▸ **Отрывок для чтения**:

Роль рупора первой антигорбачевской оппозиции взял на себя второй человек в партийной иерархии, слывший до недавнего времени одним из самых энергичных его сторонников, – Егор Лигачев. Так, задавая тон при обличении политической «незрелости» Ельцина на октябрьском 1987 года Пленуме ЦК, он защищал генсека: «Мы все уважаем Михаила Сергеевича. Я рад и счастлив, что работаю с ним». Однако уже на следующем Пленуме, в феврале 1988 года, посвященном, казалось бы, невинному вопросу реформы школы, Лигачев открыл свой фронт атаки. Защищая советскую историю от «очернительства» (через два месяца после многодневных дебатов в Политбюро вокруг текста доклада о 70-летии Октября), он декларировал в своем выступлении необходимость «классового воспитания» молодежи, обеспечения «высокой идейности» образовательного процесса и проявления «бдительности к идеологическому врагу».
Горбачёв, как бы не расслышав предупредительного выстрела «охраны», продолжал свой «побег» в идейную крамолу. В своем докладе на этом же Пленуме он упорствовал в том, что в центре задуманных преобразований должен находиться «человек», а не «трудящиеся массы», что руководящая роль партии не дана раз и навсегда и, в очередной раз прикрываясь Лениным от «верных ленинцев», настаивал на необходимости предпринять ещё одну «коренную перемену всей точки зрения на социализм».
Избалованный не снижавшейся всенародной поддержкой перестройки и ещё не столкнувшийся с последствиями развязанного им «творческого хаоса», Горбачёв был настолько уверен в своей способности усмирять бушевавшие вокруг политические страсти (через десять лет он назовет это «самоуверенностью»), что не придавал серьезного значения первым открытым столкновениям между членами своей команды. Ему казалось, что грандиозность общего замысла перестройки самодостаточна, чтобы нейтрализовать то, что он принимал за конфликты темпераментов и характеров. «Согласен, – говорил он Черняеву, – вежливых выражений у Лигачева не хватает. Но он честно беспокоится о деле, о перестройке. А что касается методов общения с людьми, то у него не все получается». Так же он успокаивал и главного редактора «Московских новостей» Е.Яковлева и председателя АПН В.Фалина, которым Лигачев по праву главного ответственного за идеологию устроил разнос на совещании главных редакторов: «Егор Кузьмич сказал мне, что в „МН“ поднято много хороших тем. Так что он не видит все в одном темном цвете».

▸ **Материал**:
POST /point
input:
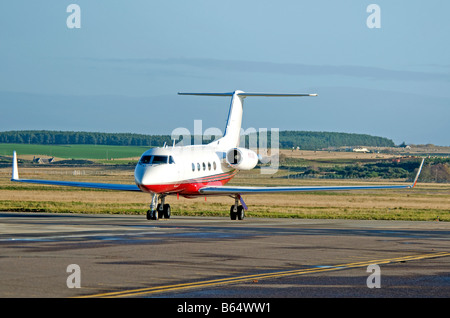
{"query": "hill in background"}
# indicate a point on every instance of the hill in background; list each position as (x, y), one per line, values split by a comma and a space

▸ **Поставленная задача**:
Подхватите отрывок о разногласиях Горбачёва и Лигачёва и продолжите его с фразы, следующей за последним предложением.

▸ **Ответ на задачу**:
Кроме того, будучи не только по политической позиции, но и по натуре реформистом, человеком компромиссов, скорее «уговаривателем», чем «карателем», он искренне верил в возможность примирить спорящих, ещё не осознав до конца, что их перепалки отражали не просто конфликты эмоций и амбиций, но столкновение принципиально разных идейных подходов и оформившихся интересов.
Ещё осенью 1987 года он рассказал тому же Черняеву, что, отдыхая на юге, получил практически одновременно письма «от трех Егоров» – Лигачева, Яковлева и Арбатова (Георгий тот же Егор). «Все три Егора озабочены одним и тем же. У всех тревога, что перестройка, не дай бог, захлебнется. Но в их позициях отражается невероятный диапазон различных мнений, споров, позиций – весь плюрализм нашего общества… И это, в общем, хорошо, неизбежно при таком повороте, который начался. Состояние смятения всегда сопровождает революцию, особенно у интеллигенции». И из этого вполне трезвого анализа следует совершенно неожиданный вывод: «В общем, пусть не паникуют. Давай, Анатолий, их всех будем объединять».
«Всех» объединить не получилось. Даже два прямых подчиненных генсека, между которыми он ради баланса разделил ответственность за идеологию, – Лигачев и Яковлев – не выполнили его прямое указание: запершись вдвоем на несколько часов, попробовать «снять» возникшие между ними разногласия. После этого разговора они разошлись уже окончательно непримиримыми противниками. Объявленная отныне война «алой и белой роз» внутри Политбюро ещё не переросла в войну против генсека, она оставалась борьбой за него. Каждый лагерь рассчитывал, завоевав его на свою сторону, подавить сопротивление соперника. Горбачёв, уже чувствуя, что в этом противостоянии проявляется растущее общественное напряжение, как мог, старался подавлять страсти, хотя это становилось все труднее и труднее.
Очередной и на этот раз уже не холостой залп с правого борта раздался, когда Горбачёв и Яковлев отсутствовали в Москве, – один находился с визитом в Югославии, другой в Монголии и «на хозяйстве остался „главный Егор – Лигачев. 13 марта 1988 года в день отлета генсека орган ЦК КПСС газета „Советская Россия“ опубликовала письмо ленинградского доцента Нины Андреевой под заголовком «Не могу поступиться принципами". И хотя текст размером в целую газетную полосу был опубликован в рубрике «Полемика", значение, которое придали статье в ЦК (на совещании, проведенном на следующий день, Лигачев «порекомендовал“ редакторам газет обратить внимание на «полемическую статью в защиту социалистических идеалов, ТАССу было велено распространить её полный текст по своим каналам, а руководителям других союзных республик, куда не поступала «Советская Россия", посоветовали закупить часть тиража газеты или перепечатать статью в своих изданиях), не оставляло никаких сомнений – это была позиция партийного руководства или одной из его влиятельных фракций.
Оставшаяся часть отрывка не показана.